§ Selection
>>>>>
That's a temporary solution at best, and hurts those that cannot afford to buy even with reduced prices which I believe is what is happening now. Lots of small time landlords exiting the market due to changing in taxation causing rent to increase. Oh, and house prices are still rising.
Unfortunately, it's mostly in places where people don't want to live, because there's no jobs in those areas.
The places with the jobs have severe housing shortages. Some of those shortages can be resolved by building more homes, but there are also places which look great right up until you realise they're on a flood plain.
But even the places where you can build more houses, if you just do that without also improving the surrounding infrastructure, you'll end up with horrible congestion… and if you're building infrastructure anyway, you should put that infrastructure in the places that already have houses so that businesses will want to start up there.
I live in Germany, and am moving to a place ~50km from my workplace. It's a small town with about 15k inhabitants. It's an affordable and nice place, but I'm only really doing because there's a direct regional train to the main city. In fact, I can commute faster than some people living _in_ the city.
But here's the thing: this train I'm talking about _is not_ an ICE, it's a _regional_ train, but it makes only one stop, and cruises at 160km/h. And being a regional train, I can ride on the Deutschlandticket, which costs 49 euros a month. Even if they raise the price on that ticket (likely), it will still be worth.
Good regional train services is the key to this problem. Provide nice services into the cities, allow those towns to densify around their station, and that will relieve the pressure.
> In fact, I can commute faster than some people living _in_ the city.
I've noticed a similar thing here in Berlin with some of the surrounding commuter towns.
I certainly hope the Deutschlandticket stays at the current price; but you're right, it will still be good value even if the price goes up — even the more expensive BVG ABC ticket is still only around 1/5th the price of a UK Cambridge-London season ticket.
My hope is that the political cost of cutting the Deutschlandticket (as in, let it go back to the previous situation) would be too high, so governments will find a way of making it fit in the budget and only bump the price a little.
<<<<<
§ Stored records
>>>>>
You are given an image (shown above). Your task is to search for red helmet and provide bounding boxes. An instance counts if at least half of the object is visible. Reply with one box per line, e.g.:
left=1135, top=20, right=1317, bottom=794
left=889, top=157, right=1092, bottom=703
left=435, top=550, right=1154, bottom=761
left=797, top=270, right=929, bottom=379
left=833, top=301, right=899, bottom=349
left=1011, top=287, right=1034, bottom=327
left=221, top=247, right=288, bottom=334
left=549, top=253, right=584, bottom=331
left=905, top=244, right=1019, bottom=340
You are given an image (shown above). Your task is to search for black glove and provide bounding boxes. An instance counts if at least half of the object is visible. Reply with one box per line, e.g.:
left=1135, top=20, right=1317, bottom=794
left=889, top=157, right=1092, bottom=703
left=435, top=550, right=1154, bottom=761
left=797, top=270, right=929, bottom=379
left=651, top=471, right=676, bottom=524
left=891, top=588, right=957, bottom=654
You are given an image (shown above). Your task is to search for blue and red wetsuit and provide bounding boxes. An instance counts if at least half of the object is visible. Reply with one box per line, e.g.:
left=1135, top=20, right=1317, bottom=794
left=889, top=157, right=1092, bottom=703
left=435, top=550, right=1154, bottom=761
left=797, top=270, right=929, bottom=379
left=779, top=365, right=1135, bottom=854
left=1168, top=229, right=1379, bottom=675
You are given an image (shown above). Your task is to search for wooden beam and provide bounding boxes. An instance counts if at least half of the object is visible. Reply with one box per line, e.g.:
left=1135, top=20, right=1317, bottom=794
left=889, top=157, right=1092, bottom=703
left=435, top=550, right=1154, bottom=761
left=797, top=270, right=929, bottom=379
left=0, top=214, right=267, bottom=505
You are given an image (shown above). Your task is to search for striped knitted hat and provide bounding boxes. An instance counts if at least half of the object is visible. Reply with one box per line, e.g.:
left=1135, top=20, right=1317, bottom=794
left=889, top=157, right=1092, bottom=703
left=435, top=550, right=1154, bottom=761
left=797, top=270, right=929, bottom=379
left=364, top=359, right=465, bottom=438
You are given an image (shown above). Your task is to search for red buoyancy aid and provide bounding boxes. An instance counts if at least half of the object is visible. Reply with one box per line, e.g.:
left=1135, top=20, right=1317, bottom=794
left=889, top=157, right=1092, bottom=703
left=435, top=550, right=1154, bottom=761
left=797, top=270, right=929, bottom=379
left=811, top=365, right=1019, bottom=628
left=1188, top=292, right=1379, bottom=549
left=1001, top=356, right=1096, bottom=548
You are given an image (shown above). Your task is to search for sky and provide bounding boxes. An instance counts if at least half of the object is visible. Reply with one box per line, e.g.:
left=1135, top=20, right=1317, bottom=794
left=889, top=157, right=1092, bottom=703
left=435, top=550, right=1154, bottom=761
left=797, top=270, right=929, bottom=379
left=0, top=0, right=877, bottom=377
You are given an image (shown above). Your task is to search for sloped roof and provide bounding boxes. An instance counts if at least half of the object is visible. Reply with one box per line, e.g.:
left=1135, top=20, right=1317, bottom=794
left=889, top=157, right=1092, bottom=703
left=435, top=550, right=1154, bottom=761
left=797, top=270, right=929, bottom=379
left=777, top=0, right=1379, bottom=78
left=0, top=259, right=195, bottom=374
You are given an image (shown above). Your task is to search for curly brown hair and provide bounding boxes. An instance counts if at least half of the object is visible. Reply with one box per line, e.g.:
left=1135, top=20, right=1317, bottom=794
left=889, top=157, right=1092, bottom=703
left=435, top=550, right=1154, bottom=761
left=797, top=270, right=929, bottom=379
<<<<<
§ Your tasks
1. From the housing discussion, reproduce everything from "But here's the" down to "still be worth.".
2. According to the housing discussion, what is the monthly price of the Deutschlandticket?

§ Written answers
1.
But here's the thing: this train I'm talking about _is not_ an ICE, it's a _regional_ train, but it makes only one stop, and cruises at 160km/h. And being a regional train, I can ride on the Deutschlandticket, which costs 49 euros a month. Even if they raise the price on that ticket (likely), it will still be worth.

2. 49 euros a month.